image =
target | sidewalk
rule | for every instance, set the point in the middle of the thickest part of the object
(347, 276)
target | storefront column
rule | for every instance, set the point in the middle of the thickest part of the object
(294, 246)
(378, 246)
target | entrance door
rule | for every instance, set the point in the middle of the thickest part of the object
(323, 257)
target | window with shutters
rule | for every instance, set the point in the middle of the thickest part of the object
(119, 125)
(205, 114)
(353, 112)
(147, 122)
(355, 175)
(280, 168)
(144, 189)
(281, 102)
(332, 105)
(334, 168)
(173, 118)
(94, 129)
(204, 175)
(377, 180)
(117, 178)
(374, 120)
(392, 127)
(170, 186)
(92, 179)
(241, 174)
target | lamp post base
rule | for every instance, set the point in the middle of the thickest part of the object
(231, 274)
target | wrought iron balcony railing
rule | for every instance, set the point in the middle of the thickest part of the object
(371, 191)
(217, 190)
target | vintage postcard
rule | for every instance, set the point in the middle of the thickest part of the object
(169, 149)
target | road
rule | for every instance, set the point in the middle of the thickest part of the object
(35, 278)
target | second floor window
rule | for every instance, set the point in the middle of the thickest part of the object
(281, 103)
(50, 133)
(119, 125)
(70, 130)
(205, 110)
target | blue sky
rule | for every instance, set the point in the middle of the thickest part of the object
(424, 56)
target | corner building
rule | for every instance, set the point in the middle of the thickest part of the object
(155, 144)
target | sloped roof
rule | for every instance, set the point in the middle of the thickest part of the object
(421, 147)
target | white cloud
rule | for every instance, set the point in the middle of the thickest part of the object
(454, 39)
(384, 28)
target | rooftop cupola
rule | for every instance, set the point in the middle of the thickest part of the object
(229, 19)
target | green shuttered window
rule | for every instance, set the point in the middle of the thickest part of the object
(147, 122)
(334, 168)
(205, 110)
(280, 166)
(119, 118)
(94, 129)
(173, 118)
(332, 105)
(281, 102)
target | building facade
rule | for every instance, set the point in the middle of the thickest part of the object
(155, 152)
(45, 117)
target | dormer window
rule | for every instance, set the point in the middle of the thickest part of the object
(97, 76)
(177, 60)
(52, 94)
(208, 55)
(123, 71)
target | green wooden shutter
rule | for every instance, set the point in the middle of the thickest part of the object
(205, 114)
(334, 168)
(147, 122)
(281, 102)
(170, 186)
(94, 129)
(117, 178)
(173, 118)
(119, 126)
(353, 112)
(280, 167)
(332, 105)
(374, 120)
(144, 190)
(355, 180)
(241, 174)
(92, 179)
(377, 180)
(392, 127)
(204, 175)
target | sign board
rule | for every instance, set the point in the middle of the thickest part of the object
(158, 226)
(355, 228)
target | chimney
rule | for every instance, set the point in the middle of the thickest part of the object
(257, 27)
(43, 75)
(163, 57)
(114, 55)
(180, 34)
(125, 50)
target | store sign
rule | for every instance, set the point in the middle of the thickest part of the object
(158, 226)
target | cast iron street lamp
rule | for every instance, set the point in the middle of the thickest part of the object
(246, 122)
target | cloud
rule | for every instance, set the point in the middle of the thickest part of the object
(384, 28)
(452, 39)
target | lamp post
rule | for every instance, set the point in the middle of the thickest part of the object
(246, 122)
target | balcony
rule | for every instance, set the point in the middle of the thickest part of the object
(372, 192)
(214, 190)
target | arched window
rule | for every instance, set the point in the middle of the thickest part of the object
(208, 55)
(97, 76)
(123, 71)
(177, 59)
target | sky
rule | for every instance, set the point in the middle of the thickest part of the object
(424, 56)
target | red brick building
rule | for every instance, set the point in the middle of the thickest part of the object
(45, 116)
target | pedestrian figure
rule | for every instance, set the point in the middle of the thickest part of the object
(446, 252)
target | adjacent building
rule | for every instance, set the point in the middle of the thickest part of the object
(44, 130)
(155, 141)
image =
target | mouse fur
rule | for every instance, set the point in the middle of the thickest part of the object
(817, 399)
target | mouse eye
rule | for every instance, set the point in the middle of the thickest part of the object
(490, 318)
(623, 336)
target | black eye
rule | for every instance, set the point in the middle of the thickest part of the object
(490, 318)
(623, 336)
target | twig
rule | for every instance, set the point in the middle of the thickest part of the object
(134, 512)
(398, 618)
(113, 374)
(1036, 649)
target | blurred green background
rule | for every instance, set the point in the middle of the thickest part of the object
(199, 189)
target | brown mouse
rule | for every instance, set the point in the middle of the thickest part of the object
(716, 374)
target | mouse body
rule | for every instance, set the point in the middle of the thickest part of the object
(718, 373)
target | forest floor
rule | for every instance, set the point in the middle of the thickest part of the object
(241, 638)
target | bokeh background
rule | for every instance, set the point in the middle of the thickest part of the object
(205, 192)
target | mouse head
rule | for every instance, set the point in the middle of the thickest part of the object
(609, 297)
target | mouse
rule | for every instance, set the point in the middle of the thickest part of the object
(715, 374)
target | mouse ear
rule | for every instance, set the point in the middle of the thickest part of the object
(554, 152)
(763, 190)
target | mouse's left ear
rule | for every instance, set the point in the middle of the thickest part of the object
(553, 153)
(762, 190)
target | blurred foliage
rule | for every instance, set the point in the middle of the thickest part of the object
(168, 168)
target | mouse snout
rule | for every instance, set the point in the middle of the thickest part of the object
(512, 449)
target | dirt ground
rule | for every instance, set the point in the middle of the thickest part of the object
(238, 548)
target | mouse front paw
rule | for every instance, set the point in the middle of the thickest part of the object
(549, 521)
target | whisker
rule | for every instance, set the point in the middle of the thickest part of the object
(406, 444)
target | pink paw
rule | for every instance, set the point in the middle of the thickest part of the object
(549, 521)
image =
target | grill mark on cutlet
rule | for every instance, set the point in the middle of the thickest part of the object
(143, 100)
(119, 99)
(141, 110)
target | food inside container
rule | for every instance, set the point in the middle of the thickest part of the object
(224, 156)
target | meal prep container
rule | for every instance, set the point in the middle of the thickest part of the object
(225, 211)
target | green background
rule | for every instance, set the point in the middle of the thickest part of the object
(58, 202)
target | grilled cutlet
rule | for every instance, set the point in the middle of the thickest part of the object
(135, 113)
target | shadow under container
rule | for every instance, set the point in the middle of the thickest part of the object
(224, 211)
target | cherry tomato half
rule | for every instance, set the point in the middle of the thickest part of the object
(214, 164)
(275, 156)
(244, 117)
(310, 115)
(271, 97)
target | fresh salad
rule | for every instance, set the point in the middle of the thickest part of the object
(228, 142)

+++

• [What is needed] Scale the entries from the line containing "target | whisker" through the end of the entries, both included, and reproduce every line with the requests unchanged. Multiply each coordinate in the answers by 0.75 and round it to a whole number, rounding halves up.

• [Written response]
target | whisker
rule | for every instance, set the point in the middle of the thickest part of the object
(305, 333)
target | pink paw
rule | for every instance, set the point in the middle of the thickest part of the object
(412, 391)
image =
target | grill mark on cutlet
rule | for every instance, set the point in the middle of the thickest part of the object
(107, 75)
(89, 74)
(106, 83)
target | food inside container
rule | for every instance, set the point in the middle of the thickest part of the object
(168, 117)
target | meal prep container
rule | for every instance, set the point in the middle of the thickest part of the object
(169, 158)
target | green background
rule | for every instance, set the point in the middle of the thickest part of the object
(44, 152)
target | grilled cutlet
rule | for every instance, set the point in the middle of the thickest part of the object
(101, 85)
target | shadow under container
rule | for every instance, set the point in the middle of the thickest part of the object
(168, 158)
target | cherry tomato half
rule | for every instance, set the point in the middle of the thickest part of the object
(161, 123)
(206, 117)
(183, 88)
(233, 86)
(203, 73)
target | fresh salad
rule | for every instance, set the point in the middle of the thickest part of the object
(171, 107)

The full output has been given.